▸ **Document extract**:
================================

Today and tonight I am torn between emotions as I count down the hours until my husband returns to me, and as I deal with a tragic loss in my family.
I am a big believer in starting with the sad new so you can end with the happy news so you can leave with a sweeter taste in your mouth. And with that I tell you about my sadness...
My family recently had a huge 4 generation family reunion in Utah. I was not able to make it due to my current pregnant situation, but my family did attend and had a great time. Well on the way home from their extended stay in UT, my Aunt, my Grandma, and my cousin, who were in my Grandma's Durango, had a terrible accident. The Durango rolled over and my Aunt was ejected from the car. With the car on its top my Grandma and cousin were stuck inside of it. As i received the phone call to let me know of what had happened. I thought I just let them all be ok. Well within about 2 hours I received a phone call from my Dad and not my Mom (it's her family) asking if I was sitting down. I replied yes and he proceeded to tell me that my Aunt had died, that my Grandma had broken ribs and had back pain as well as other injuries, and that they were running tests to make sure she was ok. Now they were traveling with my Uncle and his family who were in their motor home a few miles ahead of them when they rolled, he turned his motor-home right around and was there to support and love my Grandma and cousin. With in hours family members from SLC where at the hospital in Beaver, UT to add more support and my Grandpa, who was in CA is currently on his was to Beaver. As sat getting my pedicure thinking of what a tragic day this was, and how someone so relatively young had died. A woman with 5 kids, and 10 grand kids, life had ended so suddenly, I couldn't help but think about the plan of salvation, and what that means to me and my family. The gratitude that I have that we are sealed forever as a family. The gospel is such a blessing in my life and brings such peace and happiness to me. It is still sad, but I understand what happens, and I know it is not the end, and that I will see her again. And so will her kids and grand kids.

================================

▸ **Supplied records**:
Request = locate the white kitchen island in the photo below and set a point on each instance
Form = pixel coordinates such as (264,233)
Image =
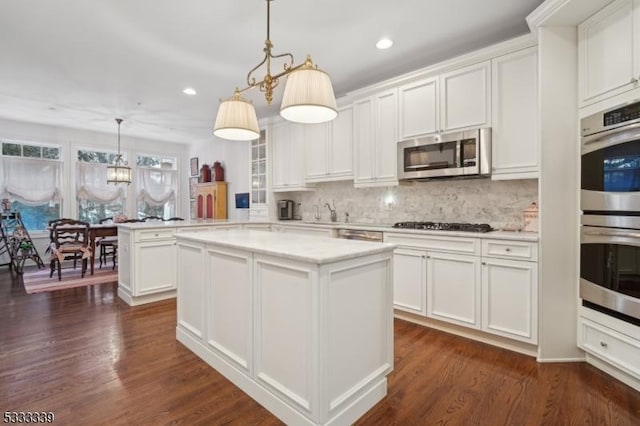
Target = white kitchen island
(304,325)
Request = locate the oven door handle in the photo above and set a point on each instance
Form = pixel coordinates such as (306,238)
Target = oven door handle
(612,234)
(612,137)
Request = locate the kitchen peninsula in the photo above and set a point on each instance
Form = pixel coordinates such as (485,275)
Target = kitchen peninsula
(304,325)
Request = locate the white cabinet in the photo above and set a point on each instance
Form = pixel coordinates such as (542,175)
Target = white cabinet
(329,148)
(509,298)
(510,289)
(453,288)
(418,107)
(149,274)
(609,52)
(514,132)
(481,283)
(465,97)
(287,157)
(375,139)
(454,100)
(409,278)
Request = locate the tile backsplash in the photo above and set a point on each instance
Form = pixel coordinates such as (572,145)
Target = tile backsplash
(498,203)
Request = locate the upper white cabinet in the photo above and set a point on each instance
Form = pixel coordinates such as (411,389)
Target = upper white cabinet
(418,105)
(287,156)
(514,115)
(329,148)
(455,100)
(465,97)
(609,52)
(375,138)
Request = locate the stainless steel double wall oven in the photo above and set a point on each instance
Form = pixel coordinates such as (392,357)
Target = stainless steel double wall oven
(610,201)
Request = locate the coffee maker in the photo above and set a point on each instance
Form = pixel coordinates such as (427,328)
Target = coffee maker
(285,209)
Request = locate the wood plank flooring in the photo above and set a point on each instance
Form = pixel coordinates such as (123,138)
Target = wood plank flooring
(92,360)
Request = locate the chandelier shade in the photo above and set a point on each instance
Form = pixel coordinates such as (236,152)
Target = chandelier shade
(308,97)
(119,172)
(236,120)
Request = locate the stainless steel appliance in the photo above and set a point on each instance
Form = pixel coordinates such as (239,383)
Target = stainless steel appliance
(610,201)
(610,160)
(360,234)
(610,264)
(285,209)
(457,154)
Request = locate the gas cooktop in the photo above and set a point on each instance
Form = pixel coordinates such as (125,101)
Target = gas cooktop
(444,226)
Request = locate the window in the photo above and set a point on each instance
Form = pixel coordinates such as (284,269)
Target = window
(31,178)
(96,198)
(157,186)
(259,170)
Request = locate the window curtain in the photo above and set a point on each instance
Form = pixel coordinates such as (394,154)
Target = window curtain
(32,182)
(156,186)
(91,184)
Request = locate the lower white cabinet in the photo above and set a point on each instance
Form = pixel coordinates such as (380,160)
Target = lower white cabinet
(453,288)
(510,298)
(480,283)
(409,277)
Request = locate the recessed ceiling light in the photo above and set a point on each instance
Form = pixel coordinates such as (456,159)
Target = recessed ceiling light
(384,43)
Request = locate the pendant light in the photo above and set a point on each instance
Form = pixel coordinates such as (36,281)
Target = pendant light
(119,172)
(308,96)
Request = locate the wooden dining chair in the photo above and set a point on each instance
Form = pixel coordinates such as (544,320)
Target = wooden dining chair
(108,246)
(70,238)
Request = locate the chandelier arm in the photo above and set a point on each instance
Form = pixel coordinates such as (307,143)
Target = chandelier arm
(251,81)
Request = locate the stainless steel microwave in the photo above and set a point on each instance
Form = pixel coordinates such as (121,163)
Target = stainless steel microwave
(457,154)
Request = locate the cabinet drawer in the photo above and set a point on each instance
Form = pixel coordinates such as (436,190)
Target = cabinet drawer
(446,244)
(510,249)
(616,348)
(155,234)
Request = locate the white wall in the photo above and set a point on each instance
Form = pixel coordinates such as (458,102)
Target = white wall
(235,157)
(559,165)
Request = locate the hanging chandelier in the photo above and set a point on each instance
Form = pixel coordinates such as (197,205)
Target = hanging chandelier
(308,96)
(119,172)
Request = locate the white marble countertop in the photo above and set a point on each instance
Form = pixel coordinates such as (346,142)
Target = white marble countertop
(315,250)
(498,235)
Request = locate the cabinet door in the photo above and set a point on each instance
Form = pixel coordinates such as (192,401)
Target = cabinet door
(317,153)
(453,288)
(341,144)
(514,103)
(465,97)
(410,281)
(418,108)
(279,136)
(510,299)
(386,167)
(363,140)
(606,59)
(155,267)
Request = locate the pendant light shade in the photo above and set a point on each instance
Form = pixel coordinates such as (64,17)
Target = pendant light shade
(119,172)
(308,96)
(236,120)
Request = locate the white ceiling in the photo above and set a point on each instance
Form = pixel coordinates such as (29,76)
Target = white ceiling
(82,63)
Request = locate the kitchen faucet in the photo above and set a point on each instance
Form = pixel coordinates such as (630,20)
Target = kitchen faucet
(334,215)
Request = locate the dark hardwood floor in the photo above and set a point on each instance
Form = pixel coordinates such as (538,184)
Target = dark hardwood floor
(86,356)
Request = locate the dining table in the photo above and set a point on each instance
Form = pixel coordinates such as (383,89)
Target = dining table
(99,230)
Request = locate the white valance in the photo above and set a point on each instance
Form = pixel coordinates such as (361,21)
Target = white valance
(31,181)
(156,186)
(91,183)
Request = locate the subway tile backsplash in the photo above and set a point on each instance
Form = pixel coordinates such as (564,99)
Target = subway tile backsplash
(498,203)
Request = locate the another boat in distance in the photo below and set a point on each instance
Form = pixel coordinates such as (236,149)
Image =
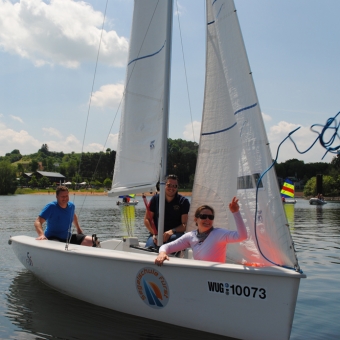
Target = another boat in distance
(288,192)
(251,296)
(317,200)
(126,200)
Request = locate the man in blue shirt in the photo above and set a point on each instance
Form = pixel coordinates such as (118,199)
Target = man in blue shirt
(175,217)
(59,216)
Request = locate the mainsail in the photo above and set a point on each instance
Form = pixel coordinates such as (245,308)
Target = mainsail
(138,158)
(287,190)
(234,150)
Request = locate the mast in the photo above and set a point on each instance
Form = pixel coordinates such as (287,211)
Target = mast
(165,128)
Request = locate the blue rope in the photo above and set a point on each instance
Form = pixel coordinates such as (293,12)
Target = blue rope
(324,144)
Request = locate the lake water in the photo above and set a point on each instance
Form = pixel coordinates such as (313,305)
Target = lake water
(30,310)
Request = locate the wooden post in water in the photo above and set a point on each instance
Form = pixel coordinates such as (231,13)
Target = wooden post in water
(319,189)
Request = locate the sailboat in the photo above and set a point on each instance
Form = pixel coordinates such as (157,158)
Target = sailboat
(126,200)
(288,192)
(251,296)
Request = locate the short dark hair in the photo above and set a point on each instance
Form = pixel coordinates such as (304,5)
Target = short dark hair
(172,177)
(202,207)
(61,188)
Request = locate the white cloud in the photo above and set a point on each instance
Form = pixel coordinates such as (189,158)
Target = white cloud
(10,140)
(53,132)
(266,118)
(61,32)
(192,131)
(108,95)
(18,119)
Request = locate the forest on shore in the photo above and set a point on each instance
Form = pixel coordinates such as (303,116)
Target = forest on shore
(97,168)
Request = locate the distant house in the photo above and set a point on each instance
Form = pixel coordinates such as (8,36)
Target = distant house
(52,176)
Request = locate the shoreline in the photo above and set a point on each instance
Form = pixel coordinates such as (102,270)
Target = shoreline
(82,193)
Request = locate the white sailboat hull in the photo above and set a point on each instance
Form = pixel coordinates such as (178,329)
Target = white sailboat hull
(260,303)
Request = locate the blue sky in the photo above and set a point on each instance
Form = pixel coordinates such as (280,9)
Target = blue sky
(48,51)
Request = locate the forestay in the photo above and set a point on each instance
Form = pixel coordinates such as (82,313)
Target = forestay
(234,150)
(138,157)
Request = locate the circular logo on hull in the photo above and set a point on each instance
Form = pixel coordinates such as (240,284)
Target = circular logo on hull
(152,287)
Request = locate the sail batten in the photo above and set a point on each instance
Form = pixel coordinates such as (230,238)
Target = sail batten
(230,164)
(140,140)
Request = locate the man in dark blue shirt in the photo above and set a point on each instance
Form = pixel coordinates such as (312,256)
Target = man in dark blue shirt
(175,217)
(59,216)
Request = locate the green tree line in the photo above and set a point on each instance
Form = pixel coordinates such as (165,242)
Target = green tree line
(97,168)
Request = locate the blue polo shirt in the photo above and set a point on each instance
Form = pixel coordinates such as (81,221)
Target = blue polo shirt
(58,220)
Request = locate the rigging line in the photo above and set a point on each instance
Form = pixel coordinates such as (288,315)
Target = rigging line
(121,101)
(93,81)
(297,267)
(127,82)
(325,144)
(185,71)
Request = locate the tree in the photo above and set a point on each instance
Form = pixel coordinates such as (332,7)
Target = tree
(310,187)
(44,149)
(43,182)
(33,183)
(8,182)
(33,165)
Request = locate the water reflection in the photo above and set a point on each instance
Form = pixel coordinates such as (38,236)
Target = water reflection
(45,313)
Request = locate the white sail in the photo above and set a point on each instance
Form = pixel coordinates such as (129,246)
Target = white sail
(234,150)
(138,158)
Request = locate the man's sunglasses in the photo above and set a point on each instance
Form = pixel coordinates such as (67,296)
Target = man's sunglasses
(169,185)
(205,216)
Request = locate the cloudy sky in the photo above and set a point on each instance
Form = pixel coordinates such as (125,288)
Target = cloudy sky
(48,53)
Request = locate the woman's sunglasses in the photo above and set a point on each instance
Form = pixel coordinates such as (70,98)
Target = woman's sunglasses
(205,216)
(169,185)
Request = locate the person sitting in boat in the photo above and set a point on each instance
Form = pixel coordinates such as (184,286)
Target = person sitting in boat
(59,216)
(207,242)
(175,216)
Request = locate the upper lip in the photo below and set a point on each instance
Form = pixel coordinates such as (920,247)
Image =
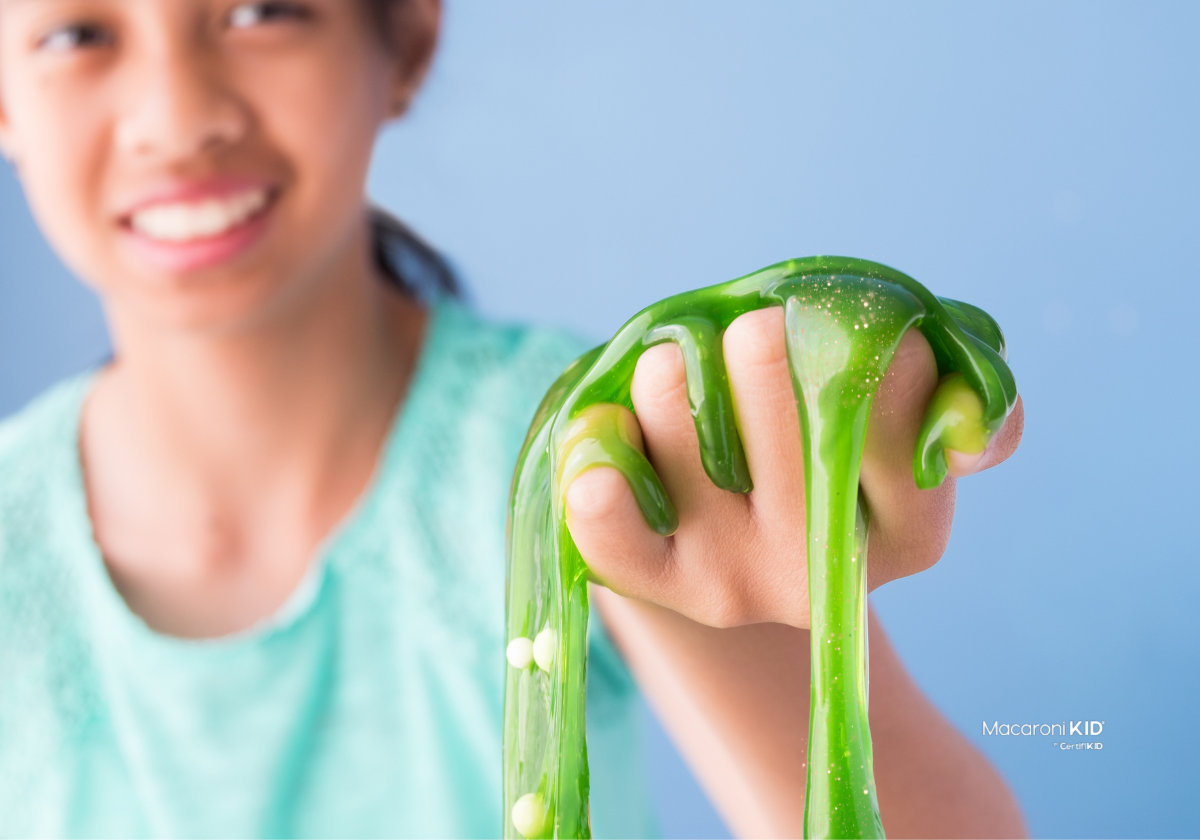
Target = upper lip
(191,191)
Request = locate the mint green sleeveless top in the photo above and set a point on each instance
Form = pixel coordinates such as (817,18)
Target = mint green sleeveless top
(369,706)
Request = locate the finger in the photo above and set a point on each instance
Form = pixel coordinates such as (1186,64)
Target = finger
(768,420)
(660,400)
(909,527)
(612,537)
(1000,448)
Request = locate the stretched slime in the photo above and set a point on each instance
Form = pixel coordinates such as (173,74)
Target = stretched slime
(844,319)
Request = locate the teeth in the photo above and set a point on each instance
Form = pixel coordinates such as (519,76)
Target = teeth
(185,221)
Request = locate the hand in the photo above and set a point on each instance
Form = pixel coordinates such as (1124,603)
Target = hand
(741,558)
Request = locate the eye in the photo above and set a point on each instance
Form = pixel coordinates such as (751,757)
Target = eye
(76,36)
(253,13)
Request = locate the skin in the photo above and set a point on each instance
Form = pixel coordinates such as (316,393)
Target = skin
(249,400)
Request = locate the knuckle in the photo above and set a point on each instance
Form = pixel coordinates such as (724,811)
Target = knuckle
(660,381)
(595,493)
(912,373)
(755,340)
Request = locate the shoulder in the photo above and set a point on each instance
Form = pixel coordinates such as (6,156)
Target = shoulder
(502,370)
(37,441)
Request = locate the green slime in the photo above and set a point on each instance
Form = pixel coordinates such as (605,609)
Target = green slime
(844,319)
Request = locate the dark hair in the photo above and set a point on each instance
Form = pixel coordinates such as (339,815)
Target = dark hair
(400,255)
(408,261)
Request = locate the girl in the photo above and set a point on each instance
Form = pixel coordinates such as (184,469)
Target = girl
(251,570)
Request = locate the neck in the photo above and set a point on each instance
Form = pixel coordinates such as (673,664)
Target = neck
(256,432)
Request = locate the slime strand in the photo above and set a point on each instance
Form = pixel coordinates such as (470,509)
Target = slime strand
(844,319)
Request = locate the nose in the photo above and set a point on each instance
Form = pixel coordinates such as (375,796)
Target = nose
(180,108)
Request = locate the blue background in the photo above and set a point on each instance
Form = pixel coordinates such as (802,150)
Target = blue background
(1038,160)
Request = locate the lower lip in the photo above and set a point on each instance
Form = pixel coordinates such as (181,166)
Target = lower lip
(198,253)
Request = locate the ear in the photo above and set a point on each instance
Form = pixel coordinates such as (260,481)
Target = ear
(414,28)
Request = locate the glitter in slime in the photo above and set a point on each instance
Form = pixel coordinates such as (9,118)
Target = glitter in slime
(844,319)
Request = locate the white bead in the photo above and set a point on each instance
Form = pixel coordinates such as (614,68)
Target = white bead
(529,815)
(520,653)
(545,648)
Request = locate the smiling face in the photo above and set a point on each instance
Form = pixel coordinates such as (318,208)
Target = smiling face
(202,162)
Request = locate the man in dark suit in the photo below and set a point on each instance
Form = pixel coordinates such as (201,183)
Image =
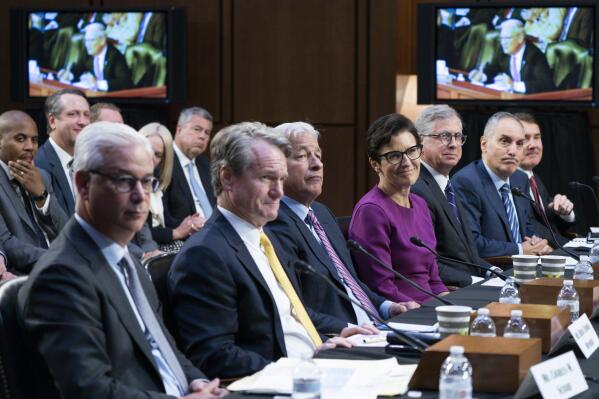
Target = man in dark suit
(308,231)
(441,130)
(67,113)
(105,68)
(235,299)
(499,222)
(558,210)
(89,308)
(522,68)
(190,191)
(31,217)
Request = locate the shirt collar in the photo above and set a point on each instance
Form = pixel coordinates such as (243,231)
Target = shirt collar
(439,178)
(112,251)
(300,210)
(63,156)
(496,179)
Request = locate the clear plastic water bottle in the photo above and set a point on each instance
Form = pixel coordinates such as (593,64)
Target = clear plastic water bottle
(483,325)
(455,380)
(509,293)
(583,269)
(568,297)
(306,379)
(516,327)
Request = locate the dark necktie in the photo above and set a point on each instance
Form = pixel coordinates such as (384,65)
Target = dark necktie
(450,195)
(344,274)
(511,213)
(24,195)
(153,332)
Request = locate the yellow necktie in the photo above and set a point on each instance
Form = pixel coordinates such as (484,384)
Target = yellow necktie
(300,312)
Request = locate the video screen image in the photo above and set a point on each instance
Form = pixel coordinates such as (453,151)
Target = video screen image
(511,53)
(116,54)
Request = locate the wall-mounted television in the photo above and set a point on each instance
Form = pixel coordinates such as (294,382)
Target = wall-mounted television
(501,53)
(134,55)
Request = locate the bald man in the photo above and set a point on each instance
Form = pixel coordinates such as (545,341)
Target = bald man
(522,68)
(30,215)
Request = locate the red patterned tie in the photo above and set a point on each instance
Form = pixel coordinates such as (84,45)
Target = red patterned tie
(344,274)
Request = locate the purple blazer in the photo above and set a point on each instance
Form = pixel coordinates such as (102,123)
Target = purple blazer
(384,228)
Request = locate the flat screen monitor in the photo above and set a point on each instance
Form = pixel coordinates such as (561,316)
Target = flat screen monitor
(121,55)
(537,53)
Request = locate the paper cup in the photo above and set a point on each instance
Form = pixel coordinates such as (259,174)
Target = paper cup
(453,319)
(553,266)
(525,267)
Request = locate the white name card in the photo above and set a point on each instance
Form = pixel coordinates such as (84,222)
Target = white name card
(585,335)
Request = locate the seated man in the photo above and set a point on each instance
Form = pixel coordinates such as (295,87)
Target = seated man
(236,302)
(308,231)
(499,222)
(88,306)
(30,214)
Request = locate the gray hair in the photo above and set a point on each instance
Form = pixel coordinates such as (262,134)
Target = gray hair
(292,130)
(98,140)
(187,113)
(231,147)
(425,124)
(491,125)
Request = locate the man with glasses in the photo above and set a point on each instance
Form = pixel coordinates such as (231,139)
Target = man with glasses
(89,308)
(440,128)
(500,222)
(522,68)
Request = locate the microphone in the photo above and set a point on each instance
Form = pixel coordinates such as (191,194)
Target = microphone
(419,243)
(517,192)
(412,342)
(357,247)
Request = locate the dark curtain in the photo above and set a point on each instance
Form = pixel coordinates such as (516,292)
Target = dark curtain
(567,156)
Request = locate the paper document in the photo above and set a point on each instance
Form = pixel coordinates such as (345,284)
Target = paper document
(341,378)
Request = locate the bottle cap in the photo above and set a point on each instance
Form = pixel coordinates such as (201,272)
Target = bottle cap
(456,350)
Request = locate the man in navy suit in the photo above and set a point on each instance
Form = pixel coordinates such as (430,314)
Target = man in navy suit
(500,222)
(190,192)
(67,113)
(235,296)
(440,127)
(308,231)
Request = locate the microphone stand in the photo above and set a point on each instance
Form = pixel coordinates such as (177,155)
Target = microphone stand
(412,342)
(357,247)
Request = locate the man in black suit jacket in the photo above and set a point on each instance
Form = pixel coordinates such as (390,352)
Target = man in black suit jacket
(441,130)
(301,240)
(181,199)
(522,67)
(89,308)
(558,210)
(237,308)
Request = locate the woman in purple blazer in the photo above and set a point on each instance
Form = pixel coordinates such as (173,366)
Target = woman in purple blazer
(388,215)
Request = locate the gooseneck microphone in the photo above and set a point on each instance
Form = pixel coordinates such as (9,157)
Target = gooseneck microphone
(358,248)
(517,192)
(412,342)
(419,243)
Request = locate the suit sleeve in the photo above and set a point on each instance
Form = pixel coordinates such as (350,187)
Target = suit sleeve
(62,314)
(473,206)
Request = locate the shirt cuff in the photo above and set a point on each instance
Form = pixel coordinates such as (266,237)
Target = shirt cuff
(384,309)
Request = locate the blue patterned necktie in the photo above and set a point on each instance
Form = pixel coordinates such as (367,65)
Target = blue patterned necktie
(199,192)
(450,194)
(511,212)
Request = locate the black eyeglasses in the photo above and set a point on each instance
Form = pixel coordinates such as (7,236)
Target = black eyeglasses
(395,157)
(446,137)
(126,183)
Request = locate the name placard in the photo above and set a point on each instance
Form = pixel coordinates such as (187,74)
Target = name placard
(585,335)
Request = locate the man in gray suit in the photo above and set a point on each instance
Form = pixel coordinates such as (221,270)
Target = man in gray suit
(30,214)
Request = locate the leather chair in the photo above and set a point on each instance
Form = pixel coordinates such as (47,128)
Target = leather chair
(571,64)
(147,65)
(158,267)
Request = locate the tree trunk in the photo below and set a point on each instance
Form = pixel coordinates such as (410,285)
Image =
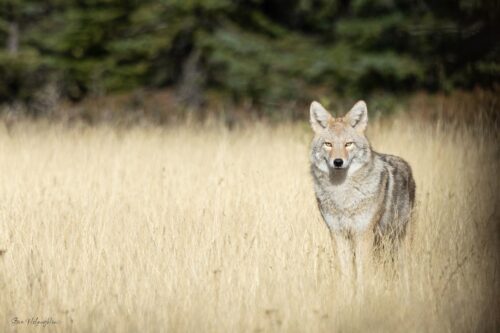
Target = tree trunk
(13,38)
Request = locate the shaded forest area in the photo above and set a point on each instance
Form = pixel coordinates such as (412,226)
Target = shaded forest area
(250,51)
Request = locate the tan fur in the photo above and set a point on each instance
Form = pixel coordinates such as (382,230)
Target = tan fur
(364,201)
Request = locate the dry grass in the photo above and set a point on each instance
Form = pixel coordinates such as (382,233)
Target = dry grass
(208,230)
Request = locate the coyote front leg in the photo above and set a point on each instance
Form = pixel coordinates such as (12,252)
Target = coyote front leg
(363,247)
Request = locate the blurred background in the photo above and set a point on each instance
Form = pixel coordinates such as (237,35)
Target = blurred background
(161,61)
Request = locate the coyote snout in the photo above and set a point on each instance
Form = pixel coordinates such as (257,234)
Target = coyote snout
(363,195)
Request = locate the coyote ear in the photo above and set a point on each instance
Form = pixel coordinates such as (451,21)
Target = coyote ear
(358,116)
(319,117)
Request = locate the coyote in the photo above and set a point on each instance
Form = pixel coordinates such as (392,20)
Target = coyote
(364,196)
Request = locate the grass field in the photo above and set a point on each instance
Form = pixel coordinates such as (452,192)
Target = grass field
(202,229)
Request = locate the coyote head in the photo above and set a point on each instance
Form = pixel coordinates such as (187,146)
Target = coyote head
(339,143)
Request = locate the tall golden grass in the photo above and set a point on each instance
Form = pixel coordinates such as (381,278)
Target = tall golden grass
(202,229)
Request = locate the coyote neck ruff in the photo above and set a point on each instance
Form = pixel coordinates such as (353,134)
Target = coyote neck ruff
(358,190)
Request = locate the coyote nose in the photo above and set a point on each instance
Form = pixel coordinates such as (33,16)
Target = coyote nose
(338,162)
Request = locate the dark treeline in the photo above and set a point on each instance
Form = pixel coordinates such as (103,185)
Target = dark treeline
(257,50)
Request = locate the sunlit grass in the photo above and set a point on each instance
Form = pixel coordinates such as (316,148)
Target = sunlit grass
(203,229)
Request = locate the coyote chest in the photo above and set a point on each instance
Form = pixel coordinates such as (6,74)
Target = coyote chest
(349,208)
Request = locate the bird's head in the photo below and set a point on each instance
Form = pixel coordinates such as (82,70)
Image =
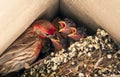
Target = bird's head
(44,29)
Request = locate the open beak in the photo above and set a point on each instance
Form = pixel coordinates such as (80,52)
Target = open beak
(74,35)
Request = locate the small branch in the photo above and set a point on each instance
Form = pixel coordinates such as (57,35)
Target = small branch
(98,62)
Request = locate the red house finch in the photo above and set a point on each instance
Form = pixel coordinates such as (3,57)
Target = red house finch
(26,48)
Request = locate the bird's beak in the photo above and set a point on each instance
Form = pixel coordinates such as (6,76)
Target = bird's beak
(56,43)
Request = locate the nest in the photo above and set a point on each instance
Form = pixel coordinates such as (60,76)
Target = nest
(92,56)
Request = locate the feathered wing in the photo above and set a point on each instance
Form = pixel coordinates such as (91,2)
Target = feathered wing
(13,58)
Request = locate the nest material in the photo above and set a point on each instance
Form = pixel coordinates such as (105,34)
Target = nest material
(93,56)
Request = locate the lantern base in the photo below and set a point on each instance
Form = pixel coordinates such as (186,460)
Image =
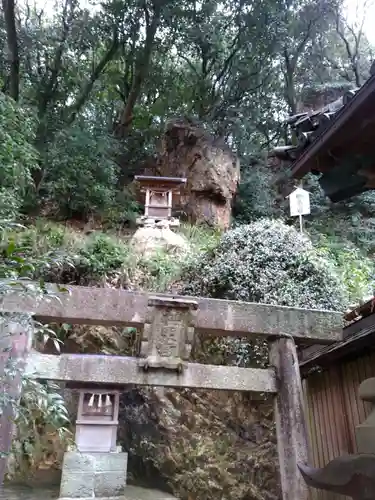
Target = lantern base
(93,475)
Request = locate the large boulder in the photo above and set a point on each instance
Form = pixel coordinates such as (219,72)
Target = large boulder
(210,167)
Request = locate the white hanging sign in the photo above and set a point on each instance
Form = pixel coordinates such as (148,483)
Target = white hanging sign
(299,202)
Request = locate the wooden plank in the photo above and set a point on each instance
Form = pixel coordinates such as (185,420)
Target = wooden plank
(106,306)
(291,428)
(122,371)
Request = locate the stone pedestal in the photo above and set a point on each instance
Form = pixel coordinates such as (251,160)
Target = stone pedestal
(93,475)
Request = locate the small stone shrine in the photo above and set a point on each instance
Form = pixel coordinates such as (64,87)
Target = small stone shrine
(351,475)
(159,199)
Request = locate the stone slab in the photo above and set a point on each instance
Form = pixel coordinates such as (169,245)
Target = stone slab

================================

▸ **Problems and tasks**:
1. In the blog post about the family's car accident, in what town was the hospital where relatives from SLC gathered?
2. Continue the blog post about the family's car accident, starting right after its last sentence.

▸ **Outputs by task**:
1. Beaver, Utah.

2.
But I am torn with emotions today as I count down literally HOURS until John is in Hawaii again. As I type this I realize in about 7 hours John will land in GA and be in the USA!!! for the first time in 7 months. He will call me from HIS cell phone and be able to talk to me for hours, if he wants. And within 19 hours 50 mins, he will be in the same state as ME!!! I will be able to hug and hold him for hours. I might not let go. Today as I drove to the store, Isaac and I talked about all the things that him and Daddy get to do. I asked him what he wanted to do with Daddy, and he said 1. "Fly Pan" (Isaac's new favorite movie Peter Pan) 2. "Park Slide" (one of the last things we did as a family was take Isaac to the park) and lastly he wanted to 3. "Stand" (he stands on John's back as John sits on the floor and bends over making his back as flat as he can). It was so cute how Isaac in his few mumbled words expressed his wants and desires of his time with his Daddy. This deployment has been the roughest when Isaac wanted his Daddy and couldn't have him. It made me cry when I didn't really ever think that it would hurt so bad to see my son want something so important, and me not be able to give it to him. BUT tomorrow, ok really TODAY!!!, I can take him to the airport and let him have what he has missed the last 7.5 months. Those will be preicous moments as he sees his Daddy again. I will try to remember to bring the camera and capture if I can. NO promises, but I will try.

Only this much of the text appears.